● THE TASK: Only the lines from the one with "Could you mark every instance of the chestnut" onward are wanted, through the last line of the entries, set down exactly.
** Opening DATA PROVIDED block **
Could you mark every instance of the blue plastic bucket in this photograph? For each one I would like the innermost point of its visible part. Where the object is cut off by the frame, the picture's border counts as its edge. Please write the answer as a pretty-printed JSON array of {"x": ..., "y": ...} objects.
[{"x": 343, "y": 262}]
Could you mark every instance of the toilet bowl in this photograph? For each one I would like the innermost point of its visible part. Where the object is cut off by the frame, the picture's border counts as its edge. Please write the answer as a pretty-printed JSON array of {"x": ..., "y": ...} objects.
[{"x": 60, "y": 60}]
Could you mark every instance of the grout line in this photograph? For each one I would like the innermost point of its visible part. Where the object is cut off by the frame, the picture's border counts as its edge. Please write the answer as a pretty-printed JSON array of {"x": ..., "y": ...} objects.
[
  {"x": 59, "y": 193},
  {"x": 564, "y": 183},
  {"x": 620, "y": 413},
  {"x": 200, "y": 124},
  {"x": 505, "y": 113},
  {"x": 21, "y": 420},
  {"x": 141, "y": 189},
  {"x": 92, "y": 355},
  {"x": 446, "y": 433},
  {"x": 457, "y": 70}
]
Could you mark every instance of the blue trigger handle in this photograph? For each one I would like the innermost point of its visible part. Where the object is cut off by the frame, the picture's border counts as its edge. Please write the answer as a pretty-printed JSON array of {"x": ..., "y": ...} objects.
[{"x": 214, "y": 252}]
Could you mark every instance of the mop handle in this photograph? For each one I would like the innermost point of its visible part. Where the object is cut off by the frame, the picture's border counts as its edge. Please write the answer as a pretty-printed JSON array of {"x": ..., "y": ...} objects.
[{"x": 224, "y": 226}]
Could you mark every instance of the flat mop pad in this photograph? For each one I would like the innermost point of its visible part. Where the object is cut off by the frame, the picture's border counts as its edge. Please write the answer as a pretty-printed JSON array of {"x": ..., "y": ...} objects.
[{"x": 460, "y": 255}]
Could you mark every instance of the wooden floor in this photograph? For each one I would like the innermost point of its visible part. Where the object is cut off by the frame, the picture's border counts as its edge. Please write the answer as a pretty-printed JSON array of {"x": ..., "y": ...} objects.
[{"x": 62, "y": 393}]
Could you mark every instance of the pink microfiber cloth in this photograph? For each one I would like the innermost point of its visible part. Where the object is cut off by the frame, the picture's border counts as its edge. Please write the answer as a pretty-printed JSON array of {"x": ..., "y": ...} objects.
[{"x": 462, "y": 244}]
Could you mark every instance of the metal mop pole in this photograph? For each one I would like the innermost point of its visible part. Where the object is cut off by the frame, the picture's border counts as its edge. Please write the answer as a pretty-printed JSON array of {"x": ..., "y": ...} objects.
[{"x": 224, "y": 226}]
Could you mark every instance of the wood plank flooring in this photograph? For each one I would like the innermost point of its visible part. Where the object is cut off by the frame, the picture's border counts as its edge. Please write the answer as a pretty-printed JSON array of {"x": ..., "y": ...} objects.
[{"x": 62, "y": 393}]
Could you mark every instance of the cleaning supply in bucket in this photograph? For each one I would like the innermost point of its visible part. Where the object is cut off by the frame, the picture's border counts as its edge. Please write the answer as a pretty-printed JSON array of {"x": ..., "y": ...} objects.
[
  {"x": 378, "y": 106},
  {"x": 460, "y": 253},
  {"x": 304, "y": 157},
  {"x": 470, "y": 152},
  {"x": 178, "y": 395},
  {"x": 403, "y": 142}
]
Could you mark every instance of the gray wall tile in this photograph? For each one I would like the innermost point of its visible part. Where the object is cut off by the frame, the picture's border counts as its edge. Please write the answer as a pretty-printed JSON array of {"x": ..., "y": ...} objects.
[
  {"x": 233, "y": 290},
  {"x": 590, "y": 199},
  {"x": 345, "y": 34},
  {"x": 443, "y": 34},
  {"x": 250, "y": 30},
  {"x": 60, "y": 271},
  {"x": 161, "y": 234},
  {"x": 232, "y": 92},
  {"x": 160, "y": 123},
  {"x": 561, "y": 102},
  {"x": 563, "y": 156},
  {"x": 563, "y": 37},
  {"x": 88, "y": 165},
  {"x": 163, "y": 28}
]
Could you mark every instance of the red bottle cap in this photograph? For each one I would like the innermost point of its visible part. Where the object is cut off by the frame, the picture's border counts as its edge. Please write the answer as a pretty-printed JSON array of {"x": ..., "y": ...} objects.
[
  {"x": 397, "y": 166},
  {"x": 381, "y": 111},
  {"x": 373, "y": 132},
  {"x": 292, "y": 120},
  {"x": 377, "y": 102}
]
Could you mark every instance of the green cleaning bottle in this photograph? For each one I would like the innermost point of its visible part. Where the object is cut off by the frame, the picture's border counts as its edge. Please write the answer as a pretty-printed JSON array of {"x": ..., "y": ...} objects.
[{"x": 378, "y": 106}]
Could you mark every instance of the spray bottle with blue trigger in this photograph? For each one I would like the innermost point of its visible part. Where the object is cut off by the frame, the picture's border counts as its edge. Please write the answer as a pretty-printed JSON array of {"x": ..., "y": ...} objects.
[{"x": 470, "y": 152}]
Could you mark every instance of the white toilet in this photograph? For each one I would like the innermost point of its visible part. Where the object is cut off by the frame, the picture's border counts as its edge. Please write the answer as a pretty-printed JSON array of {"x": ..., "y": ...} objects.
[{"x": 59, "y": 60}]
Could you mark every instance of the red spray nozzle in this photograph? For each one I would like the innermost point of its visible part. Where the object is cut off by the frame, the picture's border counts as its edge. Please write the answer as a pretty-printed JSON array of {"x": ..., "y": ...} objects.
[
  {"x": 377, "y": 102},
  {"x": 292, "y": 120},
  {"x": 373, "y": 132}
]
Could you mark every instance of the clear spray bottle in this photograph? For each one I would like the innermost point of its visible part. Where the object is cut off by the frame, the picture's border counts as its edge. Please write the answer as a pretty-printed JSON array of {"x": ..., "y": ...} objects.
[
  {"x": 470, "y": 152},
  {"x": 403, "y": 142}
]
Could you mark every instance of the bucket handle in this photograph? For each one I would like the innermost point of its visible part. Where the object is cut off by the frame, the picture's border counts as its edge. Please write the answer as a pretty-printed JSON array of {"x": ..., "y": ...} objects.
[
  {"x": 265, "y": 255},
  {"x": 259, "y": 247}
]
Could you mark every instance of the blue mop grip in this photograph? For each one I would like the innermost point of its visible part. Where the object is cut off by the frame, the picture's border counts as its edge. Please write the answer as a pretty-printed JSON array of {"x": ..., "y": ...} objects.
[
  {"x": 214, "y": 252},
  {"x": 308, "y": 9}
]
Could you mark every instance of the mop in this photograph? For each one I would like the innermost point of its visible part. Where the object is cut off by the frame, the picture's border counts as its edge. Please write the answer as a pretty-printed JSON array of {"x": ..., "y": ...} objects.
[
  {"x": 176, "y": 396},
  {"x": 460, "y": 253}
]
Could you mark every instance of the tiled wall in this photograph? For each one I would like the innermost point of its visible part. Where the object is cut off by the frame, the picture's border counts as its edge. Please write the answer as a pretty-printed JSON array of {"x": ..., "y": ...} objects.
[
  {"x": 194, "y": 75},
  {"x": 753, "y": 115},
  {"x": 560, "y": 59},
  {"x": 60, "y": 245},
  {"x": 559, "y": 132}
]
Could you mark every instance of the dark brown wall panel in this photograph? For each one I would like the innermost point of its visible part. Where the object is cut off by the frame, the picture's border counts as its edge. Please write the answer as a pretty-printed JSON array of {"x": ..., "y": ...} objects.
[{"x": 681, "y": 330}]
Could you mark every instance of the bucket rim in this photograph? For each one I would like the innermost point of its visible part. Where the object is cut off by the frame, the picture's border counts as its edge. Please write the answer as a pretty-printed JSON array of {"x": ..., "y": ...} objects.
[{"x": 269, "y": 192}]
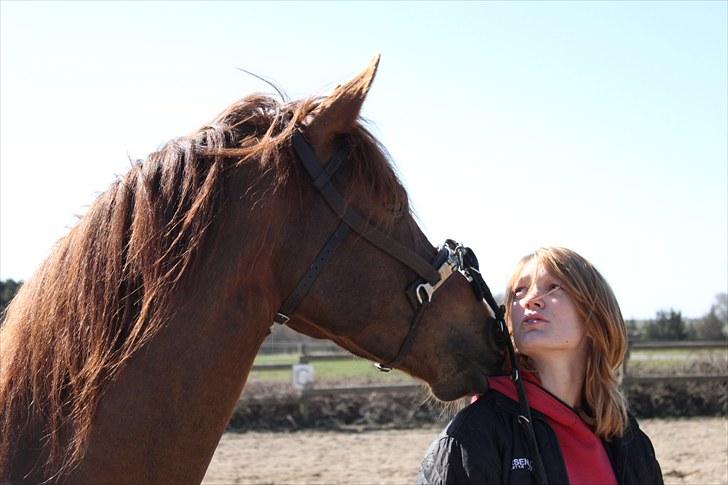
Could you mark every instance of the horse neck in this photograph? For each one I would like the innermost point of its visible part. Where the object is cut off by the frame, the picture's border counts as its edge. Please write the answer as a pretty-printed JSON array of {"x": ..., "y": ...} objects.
[{"x": 162, "y": 419}]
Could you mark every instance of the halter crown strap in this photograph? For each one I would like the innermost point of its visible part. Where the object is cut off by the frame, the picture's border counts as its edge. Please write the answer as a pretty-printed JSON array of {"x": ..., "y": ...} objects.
[{"x": 353, "y": 218}]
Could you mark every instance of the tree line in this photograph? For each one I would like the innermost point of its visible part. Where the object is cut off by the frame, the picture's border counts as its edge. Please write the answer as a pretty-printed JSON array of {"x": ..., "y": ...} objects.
[{"x": 666, "y": 325}]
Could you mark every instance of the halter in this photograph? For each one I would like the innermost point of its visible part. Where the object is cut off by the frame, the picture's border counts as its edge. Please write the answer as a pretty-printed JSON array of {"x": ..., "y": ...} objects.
[{"x": 452, "y": 258}]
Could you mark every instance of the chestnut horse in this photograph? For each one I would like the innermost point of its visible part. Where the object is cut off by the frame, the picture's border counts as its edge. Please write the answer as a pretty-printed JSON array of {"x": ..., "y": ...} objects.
[{"x": 122, "y": 358}]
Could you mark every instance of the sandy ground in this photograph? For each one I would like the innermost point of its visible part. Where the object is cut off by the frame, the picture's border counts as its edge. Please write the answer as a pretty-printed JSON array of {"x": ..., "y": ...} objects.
[{"x": 689, "y": 450}]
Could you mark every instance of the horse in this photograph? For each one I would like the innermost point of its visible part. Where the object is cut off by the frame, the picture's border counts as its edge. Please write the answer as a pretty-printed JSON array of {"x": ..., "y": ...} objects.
[{"x": 123, "y": 356}]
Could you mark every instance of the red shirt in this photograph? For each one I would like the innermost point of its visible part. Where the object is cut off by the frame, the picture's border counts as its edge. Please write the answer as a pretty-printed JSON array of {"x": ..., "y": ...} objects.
[{"x": 584, "y": 455}]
** Closing DATA PROVIDED block **
● RESULT FOR THIS TASK:
Could you mark every instance of the chestnut horse in this photograph? For each one I would like the innermost point of its visible part. Where the object is cut off by the frame, the picture's border counts as its edge. Please write the answer as a pretty-printed JSON array of {"x": ..., "y": ...} objects.
[{"x": 122, "y": 358}]
Could you mark every instance of the sandy ground in this photograph? For each one I would like the innermost point of its visible part. Where the object is cut off by the frame, the picture's border counts as its edge. Please write the answer as a pretty-printed JSON array of {"x": ..., "y": ...} objects.
[{"x": 689, "y": 450}]
Could you mark every instance of the horse in this photograph? For each one I would like the innermost point of its visible part. Where the object is cut off by the frame, the picture's border counts as its edge. Please write the answer as a pretty-printed JSON array of {"x": ..., "y": ...} objects.
[{"x": 123, "y": 356}]
Could you mark every instance of the red shirt in this photograph? For each one I would like the innermost point of its visible part. Where the object is cut off by the frame, the picture's border counts as its edge. Please write the answer as a pretty-printed JSON array of {"x": ..., "y": ...} objects.
[{"x": 584, "y": 455}]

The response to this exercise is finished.